Tekstfragment:
Het resultaat van dat weldoordacht beleid kennen we. Een messteekje hier, een kogelregentje daar, een stevig bommetje in een drukke luchthaven tussen de couscous en de halalhapjes door, een Jood kelen indien de kans zich voordoet, en ‘en passant’ een ritje langsheen een drukbezochte plaats met 1000 promille godsdienstfundamentalisme in je bloed: niemand van ons schrikt dezer dagen nog van deze voorheen als sciencefiction verkochte daden van liefde. Behalve dan verstokte soixante-huitards.
Laat ons even grasduinen in het overaanbod aan voorbeelden van pacifistische verrijking die de brave mei ’68-er ons in het verschiet hadden gesteld. Laat ons dat doen aan de hand van Lieux de Mémoires (Plaatsen van Herinnering), locaties waar ieder van ons mee vertouwd is en waarvan ieder van ons die meer dan 18 jaar oud is de veranderingen heeft mogen aanschouwen.
We beginnen bij de gezapige kerstmarkt. Toegegeven, zatte Juul en aangeschoten Dirk brachten daar eertijds ook al eens een vuistgevecht te berde. Zo’n rondje dronken boksen vond doorgaans plaats nadat menige liter glühwein zekere hersengebieden had uitgeschakeld. Jef, die champetter was en zelf ook al meer glühwein genuttigd had dan wettelijk was toegestaan, kwam tussenbeide, gaf Dirk en Juul een uitbrander en een zakje ijs en ging vervolgens samen met Juul en Dirk naar het volgende kraampje.

Getoond materiaal:
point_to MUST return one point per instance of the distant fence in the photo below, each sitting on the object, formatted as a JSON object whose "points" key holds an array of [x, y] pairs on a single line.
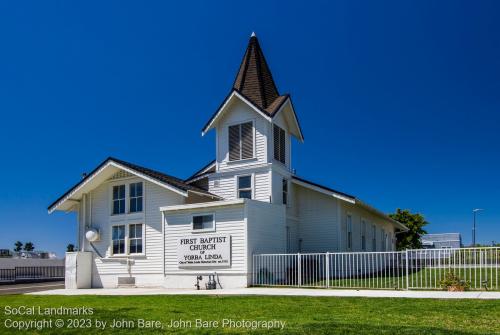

Taken:
**a.** Neem uit het tekstfragment letterlijk over wat begint bij "Het resultaat van" en eindigt bij "heeft mogen aanschouwen.".
**b.** Wat was Jef van beroep volgens het tekstfragment?

De antwoorden:
**a.**
Het resultaat van dat weldoordacht beleid kennen we. Een messteekje hier, een kogelregentje daar, een stevig bommetje in een drukke luchthaven tussen de couscous en de halalhapjes door, een Jood kelen indien de kans zich voordoet, en ‘en passant’ een ritje langsheen een drukbezochte plaats met 1000 promille godsdienstfundamentalisme in je bloed: niemand van ons schrikt dezer dagen nog van deze voorheen als sciencefiction verkochte daden van liefde. Behalve dan verstokte soixante-huitards.
Laat ons even grasduinen in het overaanbod aan voorbeelden van pacifistische verrijking die de brave mei ’68-er ons in het verschiet hadden gesteld. Laat ons dat doen aan de hand van Lieux de Mémoires (Plaatsen van Herinnering), locaties waar ieder van ons mee vertouwd is en waarvan ieder van ons die meer dan 18 jaar oud is de veranderingen heeft mogen aanschouwen.

**b.** Jef was champetter.